> [Consigne 1] Rassemblez toutes les lignes ci-dessous qui contiennent le mot « white », en tenant compte de la casse.

Les parlers du Croissant sont aujourd’hui extrêmement menacés. Presque tous les locuteurs sont bilingues depuis au moins le XIXe siècle. En effet, les terres de ces régions étant très pauvres, les hommes ont dû s’exiler la moitié de l’année pour travailler comme paveurs ou maçons dans les grandes villes de France (les célèbres maçons de la Creuse), et ont ensuite ramené la pratique du français dans la région. Malgré ce bilinguisme, la langue s’est majoritairement transmise et est restée vernaculaire jusqu’au milieu du XXe siècle. Cependant, après la seconde guerre mondiale, le « processus de disparition » de ladite langue s’est clairement mis en place, avec la rupture de la transmission générationnelle. Plusieurs causes différentes expliquent ce processus : la politique linguistique de la France à l’égard des langues régionales ; le rôle de l’école publique dans la vision que les locuteurs ont de leur parler (interdiction, punitions) ; l’industrialisation et la « modernisation » qui ont déstructuré la structure sociale traditionnelle ; l’accélération très forte de l’exode rural (conséquence du point précédent) qui a dépeuplé la région ; et le développement des médias audiovisuels qui a accru la présence de la langue française au sein des foyers.

Éléments du jeu de données:

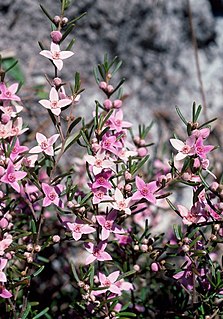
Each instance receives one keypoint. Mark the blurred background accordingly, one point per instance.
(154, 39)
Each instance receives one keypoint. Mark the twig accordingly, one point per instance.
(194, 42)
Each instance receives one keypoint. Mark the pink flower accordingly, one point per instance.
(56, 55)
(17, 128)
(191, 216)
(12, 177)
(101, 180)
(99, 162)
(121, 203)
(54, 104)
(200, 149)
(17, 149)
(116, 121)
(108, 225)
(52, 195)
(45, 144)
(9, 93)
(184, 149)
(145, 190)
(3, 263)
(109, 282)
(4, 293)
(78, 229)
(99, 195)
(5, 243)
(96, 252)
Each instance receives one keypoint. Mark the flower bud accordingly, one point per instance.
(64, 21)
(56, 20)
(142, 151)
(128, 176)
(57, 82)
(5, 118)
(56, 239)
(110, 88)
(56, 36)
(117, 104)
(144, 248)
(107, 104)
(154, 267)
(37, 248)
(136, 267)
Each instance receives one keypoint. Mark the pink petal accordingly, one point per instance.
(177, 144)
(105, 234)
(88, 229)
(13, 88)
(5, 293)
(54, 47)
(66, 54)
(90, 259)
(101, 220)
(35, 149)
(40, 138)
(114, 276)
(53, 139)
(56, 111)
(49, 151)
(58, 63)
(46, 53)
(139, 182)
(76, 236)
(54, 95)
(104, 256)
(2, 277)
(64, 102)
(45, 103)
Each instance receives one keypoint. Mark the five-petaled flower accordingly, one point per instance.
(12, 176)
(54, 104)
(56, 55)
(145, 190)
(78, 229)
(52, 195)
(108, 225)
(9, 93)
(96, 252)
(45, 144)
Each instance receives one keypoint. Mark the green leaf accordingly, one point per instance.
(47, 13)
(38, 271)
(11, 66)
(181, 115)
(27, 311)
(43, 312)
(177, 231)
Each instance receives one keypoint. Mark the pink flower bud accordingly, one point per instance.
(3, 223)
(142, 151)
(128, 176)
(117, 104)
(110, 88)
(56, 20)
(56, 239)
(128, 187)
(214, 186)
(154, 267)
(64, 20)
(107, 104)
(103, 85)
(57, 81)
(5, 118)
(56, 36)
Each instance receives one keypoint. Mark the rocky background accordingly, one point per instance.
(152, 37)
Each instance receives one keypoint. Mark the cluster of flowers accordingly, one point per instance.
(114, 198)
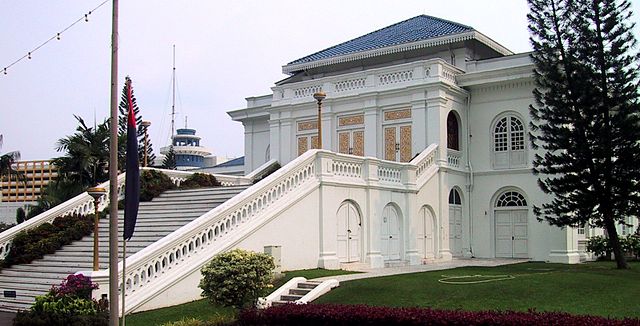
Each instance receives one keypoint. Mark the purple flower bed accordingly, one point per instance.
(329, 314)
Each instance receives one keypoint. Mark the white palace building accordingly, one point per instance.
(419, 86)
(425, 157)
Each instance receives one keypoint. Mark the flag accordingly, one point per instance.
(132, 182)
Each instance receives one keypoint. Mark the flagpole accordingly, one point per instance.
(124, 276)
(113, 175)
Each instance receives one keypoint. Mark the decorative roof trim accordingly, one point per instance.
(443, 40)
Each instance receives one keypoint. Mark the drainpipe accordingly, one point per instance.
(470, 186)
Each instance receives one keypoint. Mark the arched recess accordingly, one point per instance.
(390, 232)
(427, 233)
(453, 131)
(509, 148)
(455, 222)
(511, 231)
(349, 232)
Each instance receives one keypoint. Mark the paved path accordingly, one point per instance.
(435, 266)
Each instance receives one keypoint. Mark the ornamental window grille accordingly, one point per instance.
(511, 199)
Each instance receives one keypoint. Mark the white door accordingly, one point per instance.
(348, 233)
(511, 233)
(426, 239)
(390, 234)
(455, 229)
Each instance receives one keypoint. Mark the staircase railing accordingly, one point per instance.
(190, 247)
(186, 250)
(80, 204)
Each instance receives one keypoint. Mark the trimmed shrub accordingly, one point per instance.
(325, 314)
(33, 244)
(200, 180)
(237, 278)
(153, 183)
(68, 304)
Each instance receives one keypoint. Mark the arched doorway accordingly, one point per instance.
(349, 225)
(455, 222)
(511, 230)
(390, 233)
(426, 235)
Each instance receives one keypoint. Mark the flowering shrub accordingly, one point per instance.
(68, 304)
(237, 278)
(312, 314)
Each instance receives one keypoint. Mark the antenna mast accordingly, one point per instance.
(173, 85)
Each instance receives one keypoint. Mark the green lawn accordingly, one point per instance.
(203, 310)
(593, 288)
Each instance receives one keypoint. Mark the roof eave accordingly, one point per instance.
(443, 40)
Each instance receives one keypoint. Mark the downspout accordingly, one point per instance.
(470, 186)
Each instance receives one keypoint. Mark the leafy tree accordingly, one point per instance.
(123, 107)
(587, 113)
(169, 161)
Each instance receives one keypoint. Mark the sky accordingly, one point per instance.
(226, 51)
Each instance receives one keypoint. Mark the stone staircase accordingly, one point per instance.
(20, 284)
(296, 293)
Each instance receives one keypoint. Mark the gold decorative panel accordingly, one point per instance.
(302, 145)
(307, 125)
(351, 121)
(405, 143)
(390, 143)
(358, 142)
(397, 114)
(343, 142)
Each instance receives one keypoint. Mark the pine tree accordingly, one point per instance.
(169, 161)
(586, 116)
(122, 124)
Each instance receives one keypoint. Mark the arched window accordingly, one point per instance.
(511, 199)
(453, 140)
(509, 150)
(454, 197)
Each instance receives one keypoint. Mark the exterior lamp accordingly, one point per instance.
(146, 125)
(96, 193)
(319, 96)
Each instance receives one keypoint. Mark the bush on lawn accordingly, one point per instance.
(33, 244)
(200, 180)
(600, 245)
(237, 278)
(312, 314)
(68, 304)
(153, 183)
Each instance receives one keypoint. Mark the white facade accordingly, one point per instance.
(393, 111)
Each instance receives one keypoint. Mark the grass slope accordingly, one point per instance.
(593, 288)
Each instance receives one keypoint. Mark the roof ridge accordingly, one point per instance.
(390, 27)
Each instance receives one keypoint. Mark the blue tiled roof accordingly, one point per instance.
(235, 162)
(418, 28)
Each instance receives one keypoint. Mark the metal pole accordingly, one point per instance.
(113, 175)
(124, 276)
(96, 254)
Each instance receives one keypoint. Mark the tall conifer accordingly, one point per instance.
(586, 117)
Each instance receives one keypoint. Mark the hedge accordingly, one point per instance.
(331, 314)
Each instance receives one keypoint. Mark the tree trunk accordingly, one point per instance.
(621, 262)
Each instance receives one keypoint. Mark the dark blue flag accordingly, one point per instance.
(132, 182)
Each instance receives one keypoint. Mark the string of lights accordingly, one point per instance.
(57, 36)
...
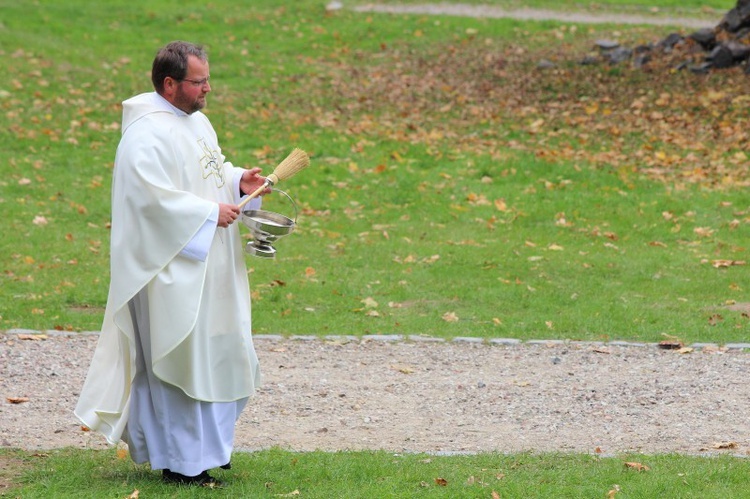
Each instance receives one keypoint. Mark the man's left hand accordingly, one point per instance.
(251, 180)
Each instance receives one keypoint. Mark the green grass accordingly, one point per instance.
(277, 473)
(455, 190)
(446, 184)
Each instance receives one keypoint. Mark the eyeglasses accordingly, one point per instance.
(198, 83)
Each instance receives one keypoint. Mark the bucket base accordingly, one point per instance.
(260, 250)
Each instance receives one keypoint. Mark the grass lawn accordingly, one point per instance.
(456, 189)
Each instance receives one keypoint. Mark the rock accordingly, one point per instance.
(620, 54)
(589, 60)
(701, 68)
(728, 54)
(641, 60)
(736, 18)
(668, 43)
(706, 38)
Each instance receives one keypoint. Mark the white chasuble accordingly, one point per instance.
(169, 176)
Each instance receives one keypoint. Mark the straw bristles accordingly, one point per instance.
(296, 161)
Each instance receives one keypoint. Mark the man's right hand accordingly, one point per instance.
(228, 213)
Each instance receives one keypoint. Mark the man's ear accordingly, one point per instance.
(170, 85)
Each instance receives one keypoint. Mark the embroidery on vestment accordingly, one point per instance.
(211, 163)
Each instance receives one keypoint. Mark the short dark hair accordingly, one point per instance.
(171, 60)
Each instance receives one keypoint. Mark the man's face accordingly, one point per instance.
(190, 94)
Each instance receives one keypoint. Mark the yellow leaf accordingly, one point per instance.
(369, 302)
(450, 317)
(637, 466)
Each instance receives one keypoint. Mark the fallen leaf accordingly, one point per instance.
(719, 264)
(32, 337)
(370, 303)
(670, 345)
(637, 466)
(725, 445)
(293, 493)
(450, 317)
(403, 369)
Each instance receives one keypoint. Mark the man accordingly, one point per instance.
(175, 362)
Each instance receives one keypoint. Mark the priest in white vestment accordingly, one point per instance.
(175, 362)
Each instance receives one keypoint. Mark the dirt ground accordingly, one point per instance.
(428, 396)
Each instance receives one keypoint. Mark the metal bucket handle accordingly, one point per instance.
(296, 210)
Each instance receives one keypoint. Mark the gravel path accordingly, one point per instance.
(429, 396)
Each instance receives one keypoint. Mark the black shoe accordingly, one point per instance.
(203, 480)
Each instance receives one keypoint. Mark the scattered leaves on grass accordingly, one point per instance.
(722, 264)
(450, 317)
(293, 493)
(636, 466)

> [Consigne 2] D'après l'extrait ci-dessus sur les parlers du Croissant, à partir de quel moment le processus de disparition de la langue s'est-il clairement mis en place ?

> [Résultat attendu 1]
Each instance receives one keypoint. Mark the white palace building accordingly, one point per instance.
Each instance receives one keypoint. Mark the white door accordingly, one point per instance.
Each instance receives one keypoint. Mark the white facade accordingly, one point per instance.
Each instance receives one keypoint. Mark the white chasuble accordingly, one point per instance.
Each instance receives one keypoint. Mark the priest in white vestment accordingly, one point per instance.

> [Résultat attendu 2] Après la seconde guerre mondiale, avec la rupture de la transmission générationnelle.